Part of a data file
"""

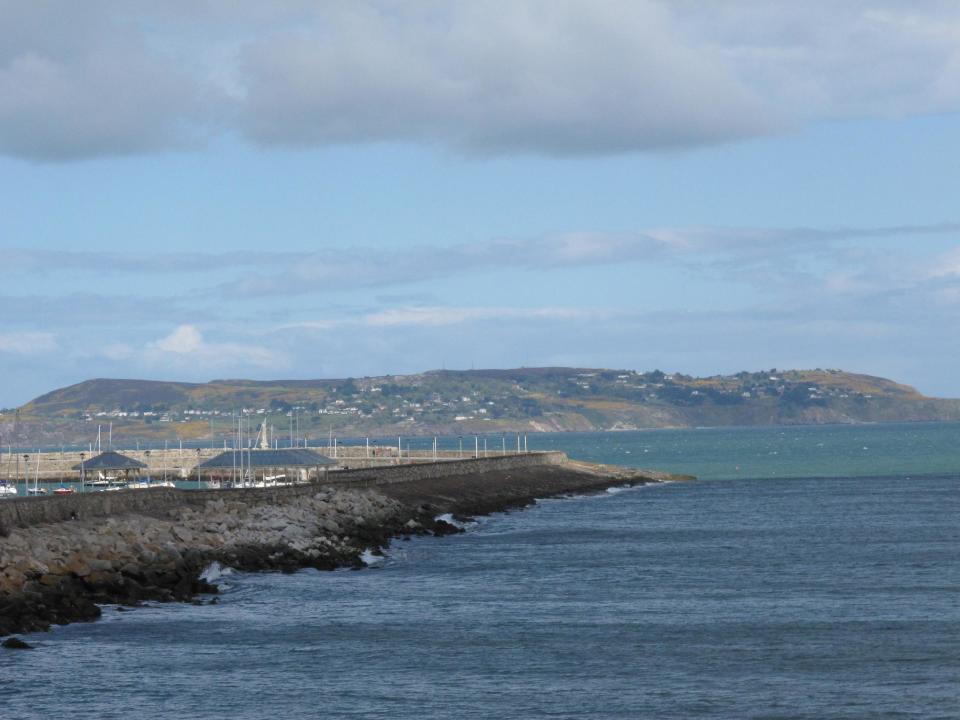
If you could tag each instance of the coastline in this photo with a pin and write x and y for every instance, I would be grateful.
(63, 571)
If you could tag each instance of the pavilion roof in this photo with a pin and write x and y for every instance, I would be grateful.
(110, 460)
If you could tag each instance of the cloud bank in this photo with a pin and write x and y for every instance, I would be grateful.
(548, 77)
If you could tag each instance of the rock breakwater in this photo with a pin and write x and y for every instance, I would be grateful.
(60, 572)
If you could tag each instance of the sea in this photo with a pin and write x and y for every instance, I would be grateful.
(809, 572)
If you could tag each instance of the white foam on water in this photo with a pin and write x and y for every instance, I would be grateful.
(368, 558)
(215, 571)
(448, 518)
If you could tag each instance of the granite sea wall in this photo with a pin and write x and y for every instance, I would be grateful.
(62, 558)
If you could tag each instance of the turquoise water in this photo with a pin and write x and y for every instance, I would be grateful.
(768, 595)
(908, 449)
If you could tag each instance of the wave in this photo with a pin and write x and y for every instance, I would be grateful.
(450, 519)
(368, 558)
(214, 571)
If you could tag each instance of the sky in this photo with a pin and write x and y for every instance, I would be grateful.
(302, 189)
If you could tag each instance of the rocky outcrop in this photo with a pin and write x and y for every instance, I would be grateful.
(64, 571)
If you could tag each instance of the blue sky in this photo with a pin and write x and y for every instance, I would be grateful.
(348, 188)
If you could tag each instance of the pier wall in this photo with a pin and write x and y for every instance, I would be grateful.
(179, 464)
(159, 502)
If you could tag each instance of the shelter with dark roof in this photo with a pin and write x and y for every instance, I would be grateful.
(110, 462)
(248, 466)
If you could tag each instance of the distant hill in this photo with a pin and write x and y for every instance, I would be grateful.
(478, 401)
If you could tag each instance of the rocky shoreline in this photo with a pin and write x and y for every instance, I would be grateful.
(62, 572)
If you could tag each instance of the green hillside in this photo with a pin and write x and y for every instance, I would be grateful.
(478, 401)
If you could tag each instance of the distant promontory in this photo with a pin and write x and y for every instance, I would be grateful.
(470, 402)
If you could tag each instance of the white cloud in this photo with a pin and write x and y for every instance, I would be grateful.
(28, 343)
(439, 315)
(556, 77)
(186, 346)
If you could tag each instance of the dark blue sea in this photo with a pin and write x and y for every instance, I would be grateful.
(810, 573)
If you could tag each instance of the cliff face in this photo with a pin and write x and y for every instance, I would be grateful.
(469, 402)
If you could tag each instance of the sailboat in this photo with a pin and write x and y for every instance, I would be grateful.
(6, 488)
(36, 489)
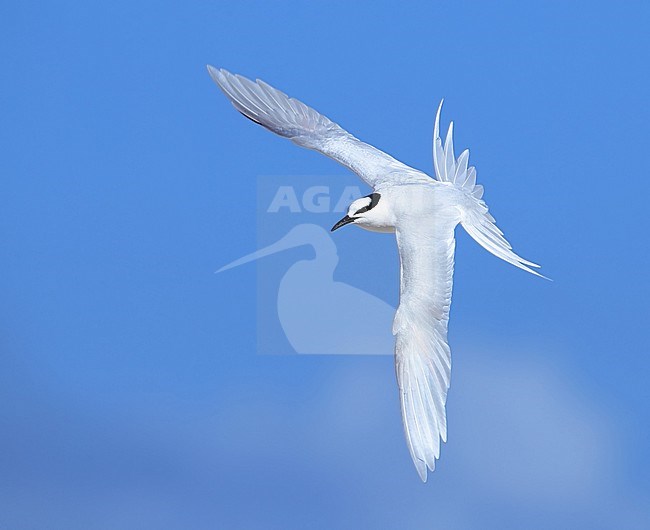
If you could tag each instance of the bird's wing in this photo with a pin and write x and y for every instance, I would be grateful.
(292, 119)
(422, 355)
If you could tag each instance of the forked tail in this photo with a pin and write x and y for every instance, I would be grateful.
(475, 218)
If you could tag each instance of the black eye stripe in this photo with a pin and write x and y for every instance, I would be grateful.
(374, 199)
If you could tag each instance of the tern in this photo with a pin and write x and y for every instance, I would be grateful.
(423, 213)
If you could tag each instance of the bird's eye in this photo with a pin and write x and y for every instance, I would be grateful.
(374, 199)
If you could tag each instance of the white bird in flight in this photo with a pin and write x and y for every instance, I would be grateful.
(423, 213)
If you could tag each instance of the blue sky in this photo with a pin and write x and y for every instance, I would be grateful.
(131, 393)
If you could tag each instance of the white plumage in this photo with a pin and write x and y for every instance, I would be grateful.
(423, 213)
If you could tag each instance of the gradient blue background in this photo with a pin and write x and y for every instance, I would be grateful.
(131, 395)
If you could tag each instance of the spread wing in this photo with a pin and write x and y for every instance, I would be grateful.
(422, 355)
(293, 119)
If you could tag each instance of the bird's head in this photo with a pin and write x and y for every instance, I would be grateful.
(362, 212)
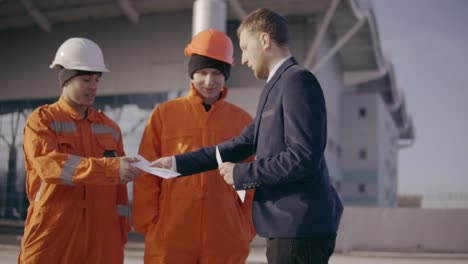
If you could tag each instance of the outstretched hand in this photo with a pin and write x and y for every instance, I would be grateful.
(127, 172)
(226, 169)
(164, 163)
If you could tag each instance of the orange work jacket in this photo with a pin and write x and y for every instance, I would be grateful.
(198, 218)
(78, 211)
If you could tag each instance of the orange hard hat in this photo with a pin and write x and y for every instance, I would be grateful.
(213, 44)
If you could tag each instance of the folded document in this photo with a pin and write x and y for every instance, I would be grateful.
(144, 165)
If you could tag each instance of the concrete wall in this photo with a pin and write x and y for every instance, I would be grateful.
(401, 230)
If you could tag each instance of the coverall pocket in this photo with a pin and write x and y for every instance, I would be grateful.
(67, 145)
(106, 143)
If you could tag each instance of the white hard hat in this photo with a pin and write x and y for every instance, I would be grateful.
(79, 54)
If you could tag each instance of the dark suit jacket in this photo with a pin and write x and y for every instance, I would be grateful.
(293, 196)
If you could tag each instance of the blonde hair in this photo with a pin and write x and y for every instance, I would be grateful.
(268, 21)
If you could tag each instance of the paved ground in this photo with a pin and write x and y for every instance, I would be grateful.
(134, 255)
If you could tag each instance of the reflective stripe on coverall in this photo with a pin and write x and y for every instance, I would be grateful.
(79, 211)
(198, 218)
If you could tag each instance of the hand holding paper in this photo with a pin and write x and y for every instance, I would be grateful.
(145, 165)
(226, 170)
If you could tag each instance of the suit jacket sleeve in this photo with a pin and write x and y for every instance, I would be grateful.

"""

- **GOAL**: Print once more, exactly, the lines from the one with "If you could tag each instance of the bird's head" through the last line of the data, both ends included, without any pictures.

- **SOLUTION TO THE EXERCISE**:
If you could tag each instance of the bird's head in this photo with a pin and write x and y for every instance, I would be grateful.
(362, 212)
If you could tag each instance of the outstretched hand in this photo with a pin and write x and y for every instance, I would be grateful.
(127, 172)
(226, 169)
(164, 163)
If you could tag each instance of the orange work jacket in this photo with a pin and write x and y for every instance, I would be grateful.
(198, 218)
(78, 211)
If you could tag each instance of the orange hard hat in this photo with a pin and write x and y for every instance, I would be grateful.
(213, 44)
If you could tag each instance of the folded document in this photo with a pin and write x and y for every instance, I would be grateful.
(144, 165)
If you could tag each instance of the concrete wall in this photo with a pin and write x and y for every instance, I would be grateful.
(401, 230)
If you could tag each instance of the coverall pocket in this photo with a pin and write x and y for every instance, I would be grateful.
(67, 145)
(106, 143)
If you could tag each instance of the white hard hat in this photo with a pin and write x and y for every instance, I would be grateful.
(79, 54)
If you could tag each instance of the dark suit jacket in this photo with a pin and write x and y for every instance, I would be grateful.
(293, 196)
If you could tag each instance of the blonde hair in this photo with a pin and write x and y for every instance, I would be grateful.
(268, 21)
If you could tag each instance of the paved ground in this photo with a pin and write x and y for every instance, I would be grateful.
(134, 255)
If you could tag each instance of the reflective stripe on coverall in this photo with a pin and write x and y for every instance, I would be grateful.
(79, 211)
(198, 218)
If you could tag each instance of the hand holding paper in this photo with a pin and write x and y for every instance, I would be grateful.
(145, 165)
(226, 170)
If you could tag each instance of the suit jacket sleeve in this photo with a pin and write x and y for every instance, I would be grateful.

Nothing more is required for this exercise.